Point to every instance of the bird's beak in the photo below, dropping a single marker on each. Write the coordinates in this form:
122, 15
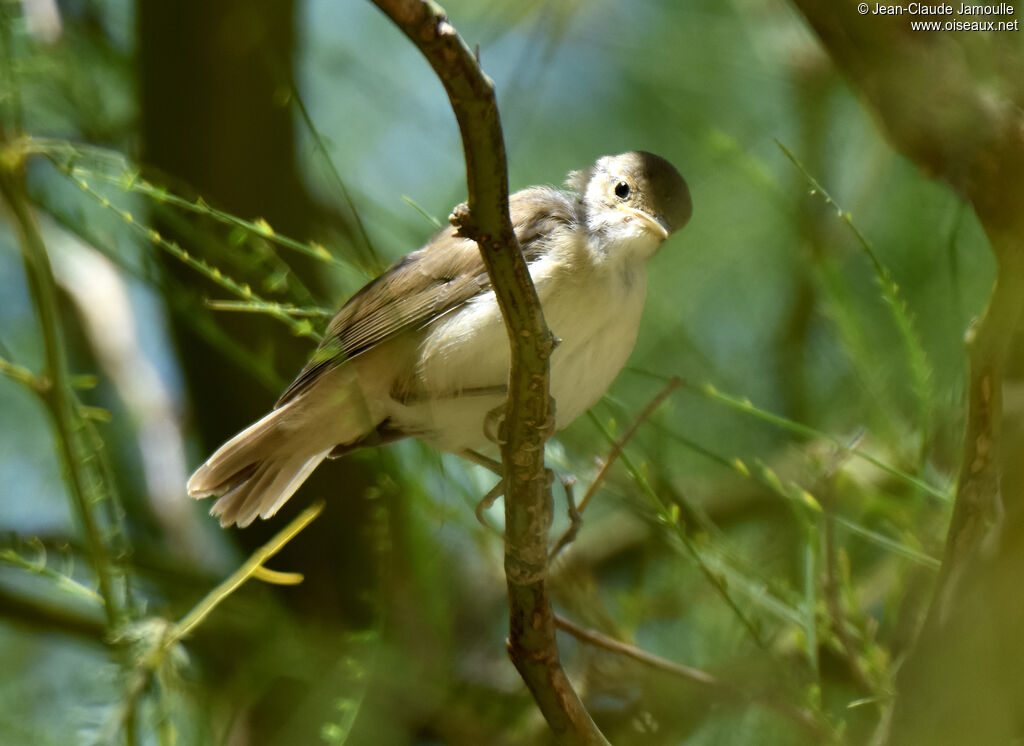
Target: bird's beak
656, 224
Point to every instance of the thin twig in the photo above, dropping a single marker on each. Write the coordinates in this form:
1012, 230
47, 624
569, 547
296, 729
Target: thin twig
57, 395
613, 453
802, 717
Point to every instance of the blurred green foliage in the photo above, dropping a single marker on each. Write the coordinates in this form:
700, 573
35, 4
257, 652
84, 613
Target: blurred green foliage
778, 528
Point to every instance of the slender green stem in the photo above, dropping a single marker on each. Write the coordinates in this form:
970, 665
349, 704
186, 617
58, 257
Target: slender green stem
57, 395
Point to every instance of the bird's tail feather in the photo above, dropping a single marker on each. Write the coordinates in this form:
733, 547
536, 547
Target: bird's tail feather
257, 471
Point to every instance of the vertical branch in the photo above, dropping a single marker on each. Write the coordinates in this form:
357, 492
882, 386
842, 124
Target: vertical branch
485, 219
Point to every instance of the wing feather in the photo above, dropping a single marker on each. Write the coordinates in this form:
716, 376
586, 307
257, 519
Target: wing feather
424, 284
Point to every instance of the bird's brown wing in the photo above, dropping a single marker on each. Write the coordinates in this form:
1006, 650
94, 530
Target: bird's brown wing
424, 284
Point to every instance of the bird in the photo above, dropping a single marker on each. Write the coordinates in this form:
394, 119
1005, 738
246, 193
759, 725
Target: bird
422, 351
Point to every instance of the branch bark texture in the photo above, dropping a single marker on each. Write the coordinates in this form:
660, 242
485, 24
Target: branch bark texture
529, 413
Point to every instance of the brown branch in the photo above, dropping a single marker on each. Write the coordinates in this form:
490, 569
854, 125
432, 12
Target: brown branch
531, 643
802, 717
616, 450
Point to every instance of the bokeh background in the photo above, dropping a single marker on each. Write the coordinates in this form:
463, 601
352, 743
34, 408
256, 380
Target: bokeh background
777, 522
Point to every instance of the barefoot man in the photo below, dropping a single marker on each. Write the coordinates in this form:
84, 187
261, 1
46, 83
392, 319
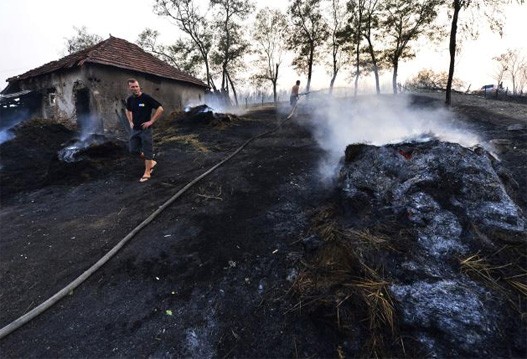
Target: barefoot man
139, 108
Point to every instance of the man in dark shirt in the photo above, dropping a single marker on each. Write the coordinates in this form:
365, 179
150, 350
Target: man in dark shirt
139, 108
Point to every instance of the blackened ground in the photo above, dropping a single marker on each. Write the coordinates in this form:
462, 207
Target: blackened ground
212, 276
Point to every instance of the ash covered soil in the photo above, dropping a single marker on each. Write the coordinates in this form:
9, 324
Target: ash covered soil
260, 259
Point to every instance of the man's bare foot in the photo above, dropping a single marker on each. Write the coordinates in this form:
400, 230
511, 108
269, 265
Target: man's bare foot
154, 163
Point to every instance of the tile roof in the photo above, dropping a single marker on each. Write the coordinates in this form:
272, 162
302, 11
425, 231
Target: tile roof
118, 53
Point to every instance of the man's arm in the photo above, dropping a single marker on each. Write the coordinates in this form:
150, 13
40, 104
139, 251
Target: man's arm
129, 117
154, 118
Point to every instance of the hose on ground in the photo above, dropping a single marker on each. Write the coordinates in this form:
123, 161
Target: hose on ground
17, 323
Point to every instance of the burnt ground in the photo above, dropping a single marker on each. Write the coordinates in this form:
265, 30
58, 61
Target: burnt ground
216, 273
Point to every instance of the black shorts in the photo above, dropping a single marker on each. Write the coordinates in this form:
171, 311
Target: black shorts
141, 142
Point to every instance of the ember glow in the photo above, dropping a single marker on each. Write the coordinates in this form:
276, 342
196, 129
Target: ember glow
378, 121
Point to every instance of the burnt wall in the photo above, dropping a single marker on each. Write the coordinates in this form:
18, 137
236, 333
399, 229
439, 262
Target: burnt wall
93, 96
110, 90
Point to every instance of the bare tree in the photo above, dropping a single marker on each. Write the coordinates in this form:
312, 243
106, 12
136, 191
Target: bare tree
351, 36
147, 40
491, 11
81, 40
512, 63
269, 34
336, 42
427, 79
231, 45
186, 14
405, 21
309, 31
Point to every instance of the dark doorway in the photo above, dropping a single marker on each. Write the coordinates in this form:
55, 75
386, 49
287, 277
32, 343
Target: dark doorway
82, 109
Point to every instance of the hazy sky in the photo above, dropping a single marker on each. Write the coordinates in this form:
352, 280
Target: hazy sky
34, 33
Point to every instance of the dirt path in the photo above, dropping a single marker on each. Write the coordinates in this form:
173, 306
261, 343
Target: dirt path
212, 275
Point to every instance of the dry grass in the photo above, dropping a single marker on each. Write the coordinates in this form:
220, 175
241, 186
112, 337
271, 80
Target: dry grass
339, 281
190, 140
503, 271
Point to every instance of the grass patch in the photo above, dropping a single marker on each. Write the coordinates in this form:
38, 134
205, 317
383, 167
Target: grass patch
344, 285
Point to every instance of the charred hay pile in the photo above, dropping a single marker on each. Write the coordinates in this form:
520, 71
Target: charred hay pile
44, 152
203, 115
424, 255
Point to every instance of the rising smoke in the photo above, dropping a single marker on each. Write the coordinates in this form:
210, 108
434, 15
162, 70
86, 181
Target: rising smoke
376, 120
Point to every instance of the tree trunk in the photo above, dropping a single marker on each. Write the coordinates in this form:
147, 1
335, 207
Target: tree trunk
357, 69
394, 77
233, 89
275, 80
310, 66
452, 49
375, 68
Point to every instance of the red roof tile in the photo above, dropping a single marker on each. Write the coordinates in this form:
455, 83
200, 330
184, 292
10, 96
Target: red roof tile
118, 53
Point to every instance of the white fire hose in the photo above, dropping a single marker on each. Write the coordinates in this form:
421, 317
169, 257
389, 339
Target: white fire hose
17, 323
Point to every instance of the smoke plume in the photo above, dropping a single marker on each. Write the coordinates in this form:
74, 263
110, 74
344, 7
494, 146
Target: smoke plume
376, 120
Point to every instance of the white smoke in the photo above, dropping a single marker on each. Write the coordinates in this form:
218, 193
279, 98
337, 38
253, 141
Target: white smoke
376, 120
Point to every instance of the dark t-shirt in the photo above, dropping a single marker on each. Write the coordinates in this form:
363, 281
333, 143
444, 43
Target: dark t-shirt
141, 108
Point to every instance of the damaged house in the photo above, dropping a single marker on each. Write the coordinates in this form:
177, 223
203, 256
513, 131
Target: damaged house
89, 88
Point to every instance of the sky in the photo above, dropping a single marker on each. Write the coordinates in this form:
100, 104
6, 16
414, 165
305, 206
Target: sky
34, 33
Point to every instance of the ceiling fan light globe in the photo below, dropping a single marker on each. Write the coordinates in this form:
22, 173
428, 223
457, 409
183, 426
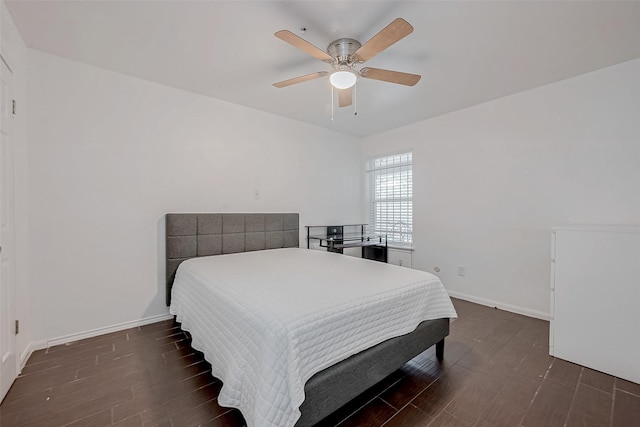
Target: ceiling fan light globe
343, 79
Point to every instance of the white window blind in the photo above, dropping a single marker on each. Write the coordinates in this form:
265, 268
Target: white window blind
389, 182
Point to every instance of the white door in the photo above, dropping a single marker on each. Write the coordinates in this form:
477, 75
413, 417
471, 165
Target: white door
8, 364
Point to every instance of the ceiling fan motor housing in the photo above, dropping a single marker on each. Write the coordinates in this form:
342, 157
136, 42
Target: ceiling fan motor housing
343, 49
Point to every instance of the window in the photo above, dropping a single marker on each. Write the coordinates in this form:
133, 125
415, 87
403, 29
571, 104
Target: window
389, 182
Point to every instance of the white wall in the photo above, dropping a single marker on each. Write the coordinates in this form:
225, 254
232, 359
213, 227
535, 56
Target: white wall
109, 155
490, 181
14, 53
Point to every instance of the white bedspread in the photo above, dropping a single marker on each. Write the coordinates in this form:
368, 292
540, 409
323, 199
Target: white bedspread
269, 320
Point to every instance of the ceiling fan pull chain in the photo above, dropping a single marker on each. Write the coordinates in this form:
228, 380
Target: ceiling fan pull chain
355, 99
332, 103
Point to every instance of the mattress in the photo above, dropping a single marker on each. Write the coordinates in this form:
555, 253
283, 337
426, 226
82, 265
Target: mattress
269, 320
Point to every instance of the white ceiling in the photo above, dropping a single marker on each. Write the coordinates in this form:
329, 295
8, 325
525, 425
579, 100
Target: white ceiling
467, 52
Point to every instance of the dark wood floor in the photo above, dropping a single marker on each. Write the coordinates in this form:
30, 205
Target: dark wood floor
496, 372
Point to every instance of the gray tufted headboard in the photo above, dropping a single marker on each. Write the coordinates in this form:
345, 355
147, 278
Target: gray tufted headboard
190, 235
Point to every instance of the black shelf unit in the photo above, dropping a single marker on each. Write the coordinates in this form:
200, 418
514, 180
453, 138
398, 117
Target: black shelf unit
336, 238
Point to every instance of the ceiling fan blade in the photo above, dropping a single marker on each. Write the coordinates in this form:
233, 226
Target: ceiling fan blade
389, 35
301, 79
390, 76
303, 45
345, 97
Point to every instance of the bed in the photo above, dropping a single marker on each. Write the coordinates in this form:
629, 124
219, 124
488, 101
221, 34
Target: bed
299, 333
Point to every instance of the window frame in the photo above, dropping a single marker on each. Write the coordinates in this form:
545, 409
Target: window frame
398, 193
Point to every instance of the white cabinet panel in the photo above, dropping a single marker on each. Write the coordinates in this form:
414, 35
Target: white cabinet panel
595, 298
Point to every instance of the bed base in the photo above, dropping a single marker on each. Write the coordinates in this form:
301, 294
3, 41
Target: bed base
332, 388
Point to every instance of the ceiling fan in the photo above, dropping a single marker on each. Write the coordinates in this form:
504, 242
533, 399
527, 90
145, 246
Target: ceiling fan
345, 54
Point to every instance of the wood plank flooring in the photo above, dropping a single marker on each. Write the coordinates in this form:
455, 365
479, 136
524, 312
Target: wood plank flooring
496, 372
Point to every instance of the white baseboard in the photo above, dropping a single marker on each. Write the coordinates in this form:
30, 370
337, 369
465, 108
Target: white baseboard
502, 306
107, 329
42, 344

___

> [Written request]
Set out exactly the run of lines that begins at the line holding "Point to every instance of the white cabinet" and ends at the last line of the data.

> [Output of the exercise]
Point to every instance of the white cabinet panel in the photo above, dropping a single marker on each. Write the coordinates in this form:
414, 35
Target: white cabinet panel
595, 298
Point to every instance of the bed base in the photo above, dropping a single marker on each. Write the coordinates in this form:
301, 294
3, 41
Target: bed base
332, 388
Point to every instance of the ceiling fan in the photo above, dropping a single marker on each. Write the coordinates in this form:
504, 242
533, 399
527, 90
145, 246
Target: ceiling fan
345, 54
Point to every instance of the wood plank flooring in the photo above, dropping a single marker on each. Write the coordinates in this form:
455, 365
479, 136
524, 312
Target: wood plank flooring
496, 372
Point to every instance of the white baseboard in the photo above, dropping a single marker on each. Write the coordinates in this form:
30, 370
337, 369
465, 108
Target: white baseboard
502, 306
107, 329
42, 344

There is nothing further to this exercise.